** What is needed **
In the records below, begin at the line containing "Task: Where can the forehead" and end at the line containing "Target: shoulder"; quote every line in that span exactly, including both boundary lines, and no others.

** Record set **
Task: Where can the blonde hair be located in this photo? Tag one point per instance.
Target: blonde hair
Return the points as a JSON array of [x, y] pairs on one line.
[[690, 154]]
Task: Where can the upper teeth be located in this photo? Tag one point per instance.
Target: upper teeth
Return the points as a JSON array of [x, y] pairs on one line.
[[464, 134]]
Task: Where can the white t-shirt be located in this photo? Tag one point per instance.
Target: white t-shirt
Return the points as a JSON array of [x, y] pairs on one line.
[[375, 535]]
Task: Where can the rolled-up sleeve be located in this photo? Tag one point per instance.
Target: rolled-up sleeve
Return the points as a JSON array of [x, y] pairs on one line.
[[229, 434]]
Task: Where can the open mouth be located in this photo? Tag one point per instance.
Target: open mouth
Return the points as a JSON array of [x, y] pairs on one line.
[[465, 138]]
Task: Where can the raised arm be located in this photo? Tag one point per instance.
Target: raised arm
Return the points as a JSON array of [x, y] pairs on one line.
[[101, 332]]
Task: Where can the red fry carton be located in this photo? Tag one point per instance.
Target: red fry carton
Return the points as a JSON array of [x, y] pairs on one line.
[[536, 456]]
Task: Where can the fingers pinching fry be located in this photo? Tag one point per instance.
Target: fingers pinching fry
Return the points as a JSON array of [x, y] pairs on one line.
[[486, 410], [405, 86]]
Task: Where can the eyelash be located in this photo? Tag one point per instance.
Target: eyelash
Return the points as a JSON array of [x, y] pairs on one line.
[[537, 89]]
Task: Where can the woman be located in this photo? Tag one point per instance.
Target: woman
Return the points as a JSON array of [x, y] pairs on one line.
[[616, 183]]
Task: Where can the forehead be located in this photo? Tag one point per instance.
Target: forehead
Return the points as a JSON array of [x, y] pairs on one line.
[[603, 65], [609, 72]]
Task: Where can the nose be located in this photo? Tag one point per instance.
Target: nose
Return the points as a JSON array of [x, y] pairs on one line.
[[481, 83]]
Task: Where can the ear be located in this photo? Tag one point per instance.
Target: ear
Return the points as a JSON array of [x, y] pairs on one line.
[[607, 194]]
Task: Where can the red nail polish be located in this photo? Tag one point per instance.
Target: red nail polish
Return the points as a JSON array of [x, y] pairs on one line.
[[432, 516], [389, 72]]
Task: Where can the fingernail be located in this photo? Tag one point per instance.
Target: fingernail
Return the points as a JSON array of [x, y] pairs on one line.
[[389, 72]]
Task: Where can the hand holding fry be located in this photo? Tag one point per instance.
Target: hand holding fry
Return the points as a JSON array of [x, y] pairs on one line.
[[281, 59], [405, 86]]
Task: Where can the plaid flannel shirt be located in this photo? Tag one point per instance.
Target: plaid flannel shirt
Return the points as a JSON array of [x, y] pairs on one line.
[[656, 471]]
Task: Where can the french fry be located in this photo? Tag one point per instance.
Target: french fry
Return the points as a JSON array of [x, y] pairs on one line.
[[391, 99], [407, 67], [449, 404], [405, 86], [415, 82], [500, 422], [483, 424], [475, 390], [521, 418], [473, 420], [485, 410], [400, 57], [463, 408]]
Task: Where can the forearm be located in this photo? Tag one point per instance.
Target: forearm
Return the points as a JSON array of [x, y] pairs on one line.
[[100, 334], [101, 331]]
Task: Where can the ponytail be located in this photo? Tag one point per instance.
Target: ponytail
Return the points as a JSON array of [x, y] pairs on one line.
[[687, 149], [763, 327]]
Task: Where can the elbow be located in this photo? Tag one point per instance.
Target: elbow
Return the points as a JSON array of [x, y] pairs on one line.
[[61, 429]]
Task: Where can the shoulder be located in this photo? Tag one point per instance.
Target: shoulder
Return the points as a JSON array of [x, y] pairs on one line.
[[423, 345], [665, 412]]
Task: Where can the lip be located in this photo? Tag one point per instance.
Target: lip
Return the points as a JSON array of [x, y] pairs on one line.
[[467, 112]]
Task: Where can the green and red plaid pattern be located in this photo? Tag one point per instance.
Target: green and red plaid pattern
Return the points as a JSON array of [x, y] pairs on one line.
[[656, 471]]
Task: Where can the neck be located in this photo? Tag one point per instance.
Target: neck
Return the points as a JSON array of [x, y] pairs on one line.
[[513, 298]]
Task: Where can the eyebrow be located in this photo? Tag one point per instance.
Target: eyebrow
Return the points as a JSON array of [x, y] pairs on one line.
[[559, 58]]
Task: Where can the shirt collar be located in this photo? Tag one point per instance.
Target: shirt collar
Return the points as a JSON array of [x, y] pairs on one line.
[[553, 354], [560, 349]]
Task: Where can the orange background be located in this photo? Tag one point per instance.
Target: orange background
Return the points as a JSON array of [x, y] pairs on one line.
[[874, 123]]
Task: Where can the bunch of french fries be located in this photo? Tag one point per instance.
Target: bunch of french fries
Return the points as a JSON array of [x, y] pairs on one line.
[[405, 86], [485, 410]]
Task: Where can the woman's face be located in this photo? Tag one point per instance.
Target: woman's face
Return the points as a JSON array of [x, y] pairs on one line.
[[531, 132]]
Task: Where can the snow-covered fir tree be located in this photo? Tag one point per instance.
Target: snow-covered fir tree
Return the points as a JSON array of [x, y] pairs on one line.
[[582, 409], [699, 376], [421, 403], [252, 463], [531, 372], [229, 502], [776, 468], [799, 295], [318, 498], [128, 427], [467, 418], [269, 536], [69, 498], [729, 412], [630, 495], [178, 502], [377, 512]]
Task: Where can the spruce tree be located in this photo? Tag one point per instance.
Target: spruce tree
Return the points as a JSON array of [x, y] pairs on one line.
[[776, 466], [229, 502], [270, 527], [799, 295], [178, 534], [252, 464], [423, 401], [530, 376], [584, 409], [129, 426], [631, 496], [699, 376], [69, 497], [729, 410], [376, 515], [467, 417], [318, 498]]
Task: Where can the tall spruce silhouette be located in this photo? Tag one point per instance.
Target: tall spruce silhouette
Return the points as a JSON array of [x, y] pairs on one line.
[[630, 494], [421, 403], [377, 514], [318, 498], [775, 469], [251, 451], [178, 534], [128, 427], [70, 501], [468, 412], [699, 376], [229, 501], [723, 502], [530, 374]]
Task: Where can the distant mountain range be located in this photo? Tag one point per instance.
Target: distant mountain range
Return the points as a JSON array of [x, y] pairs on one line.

** Result **
Task: Where can the forehead be located in this photo? Tag one point per instance.
Target: forehead
Return the points as a JSON array of [x, y] pairs on one line.
[[603, 65], [609, 72]]
Task: Where can the nose be located in this photo? Tag one point per instance.
Target: nose
Return the points as a JSON array of [x, y] pairs on one line.
[[481, 83]]
Task: Where can the ear be located in this photo? Tag one point per instance.
Target: ear
Return the points as a JSON array of [x, y] pairs on one line.
[[607, 194]]
Task: Where can the red nail polish be located in this photo? Tag one point per instance.
Target: red nail polish
Return the points as a JSON array of [x, y] pairs on one line.
[[432, 516], [389, 72]]
Task: Where can the fingernail be located in this photo? Tag one point per instance.
Target: fingernail
Return the points as a JSON array of [x, y] pairs on one line.
[[389, 72]]
Task: Where can the hand holding fry be located in this photo? Tag one point per instance.
Target: hand holding fry
Return the points as a JSON array of [x, y] pairs on one line.
[[281, 59], [405, 86]]
Task: Where can the plaid flannel shirt be located in this photo? Tag one point per instance.
Target: plaid flannel shirt
Return the points as a JSON array of [x, y] pairs on one line.
[[656, 471]]
Task: Where can the french fry be located in this photo? Tag one point per instance.
Target: french fry
Return the points as a JSON array of [x, y] pairs on one line.
[[391, 99], [407, 67], [449, 404], [405, 86], [415, 82], [500, 422], [483, 424], [475, 390], [521, 418], [473, 420], [485, 410], [400, 57], [463, 408]]
Task: Where can the forearm be located in this photo? Tag one point per instance.
Target: forearm
Return the points as a JSON array of [x, y] pairs on one line.
[[100, 334], [101, 331]]
Task: Where can the ponytail be located in this photo? Tag one point per instance.
Target: ponytail
Return the points as a JSON array of [x, y] pairs on one line.
[[687, 149], [763, 327]]
Task: Where can the elbow be located in this photo? Tag one point per instance.
Target: elbow
Return the points as a JSON array of [x, y] pairs on one line.
[[61, 429]]
Task: Where can the shoulder be located in this photo? Tag one point per instance.
Target: shoulder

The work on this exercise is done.